__Given entries__
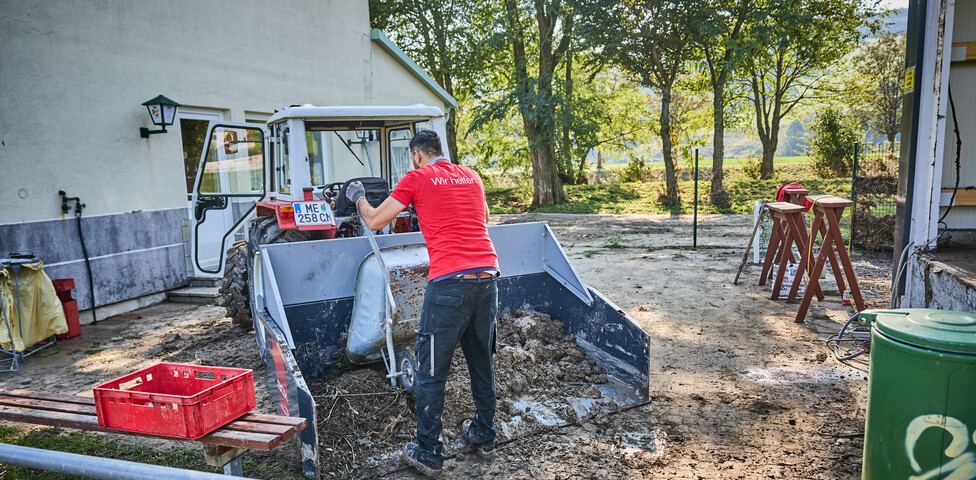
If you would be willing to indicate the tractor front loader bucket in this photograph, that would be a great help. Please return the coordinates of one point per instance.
(304, 294)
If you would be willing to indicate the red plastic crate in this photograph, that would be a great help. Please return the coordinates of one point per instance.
(175, 400)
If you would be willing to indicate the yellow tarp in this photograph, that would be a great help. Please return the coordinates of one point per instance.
(41, 314)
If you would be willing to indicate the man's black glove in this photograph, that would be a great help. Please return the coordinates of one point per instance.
(355, 191)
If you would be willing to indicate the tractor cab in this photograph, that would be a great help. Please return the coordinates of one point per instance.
(295, 169)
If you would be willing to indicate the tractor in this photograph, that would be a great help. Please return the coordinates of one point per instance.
(323, 292)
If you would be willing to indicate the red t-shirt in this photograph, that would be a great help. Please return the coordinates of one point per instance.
(450, 203)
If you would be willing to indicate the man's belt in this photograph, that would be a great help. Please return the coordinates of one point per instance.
(475, 275)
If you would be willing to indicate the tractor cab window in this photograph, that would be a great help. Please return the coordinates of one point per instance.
(234, 162)
(283, 161)
(400, 162)
(340, 155)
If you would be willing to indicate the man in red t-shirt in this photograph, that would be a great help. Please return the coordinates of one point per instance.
(461, 300)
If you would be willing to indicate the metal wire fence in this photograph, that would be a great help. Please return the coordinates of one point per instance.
(873, 188)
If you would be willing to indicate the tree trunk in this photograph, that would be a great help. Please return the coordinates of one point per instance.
(535, 105)
(671, 180)
(567, 146)
(581, 173)
(452, 137)
(770, 143)
(718, 195)
(548, 189)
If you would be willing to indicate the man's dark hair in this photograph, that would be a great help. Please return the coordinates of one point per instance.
(426, 142)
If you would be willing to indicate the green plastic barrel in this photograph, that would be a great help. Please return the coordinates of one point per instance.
(921, 414)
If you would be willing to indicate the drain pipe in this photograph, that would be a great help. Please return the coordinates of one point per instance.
(65, 208)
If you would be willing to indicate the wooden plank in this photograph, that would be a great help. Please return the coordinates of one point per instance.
(47, 405)
(964, 196)
(970, 51)
(52, 419)
(281, 420)
(269, 428)
(229, 438)
(253, 431)
(54, 397)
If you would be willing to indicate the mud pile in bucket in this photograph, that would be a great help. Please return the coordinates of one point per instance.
(542, 380)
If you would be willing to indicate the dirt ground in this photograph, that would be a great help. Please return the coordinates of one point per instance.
(737, 389)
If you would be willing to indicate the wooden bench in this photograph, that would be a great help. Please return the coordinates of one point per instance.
(223, 447)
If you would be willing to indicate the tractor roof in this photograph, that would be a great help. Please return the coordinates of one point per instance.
(410, 112)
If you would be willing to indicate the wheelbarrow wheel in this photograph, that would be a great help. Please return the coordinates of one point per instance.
(407, 365)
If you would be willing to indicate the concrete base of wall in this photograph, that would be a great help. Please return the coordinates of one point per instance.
(945, 280)
(119, 308)
(132, 254)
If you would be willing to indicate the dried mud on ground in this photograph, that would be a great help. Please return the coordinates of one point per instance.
(737, 389)
(542, 379)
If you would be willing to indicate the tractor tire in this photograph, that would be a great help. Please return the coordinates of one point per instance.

__Given exercise__
Rewrite the items from the line containing "If you would be willing to indicate the concrete", that line included, through the end of the items, keeping every request, and increase each coordinate in the answers by 9.

__Written answer__
If you would be willing to indicate the concrete base of wall in this photograph, that would be a great help. Please return the coordinates of one point per instance.
(954, 289)
(128, 317)
(141, 263)
If you would be willing to indicate the dried mud on ground in this photograph, that would be a great help. Please return the coordinates of one point per instance.
(746, 398)
(551, 388)
If you would be willing to indicate the tractor tire in this photograph, that would be a great help. Please return the coordinates of one point per instance.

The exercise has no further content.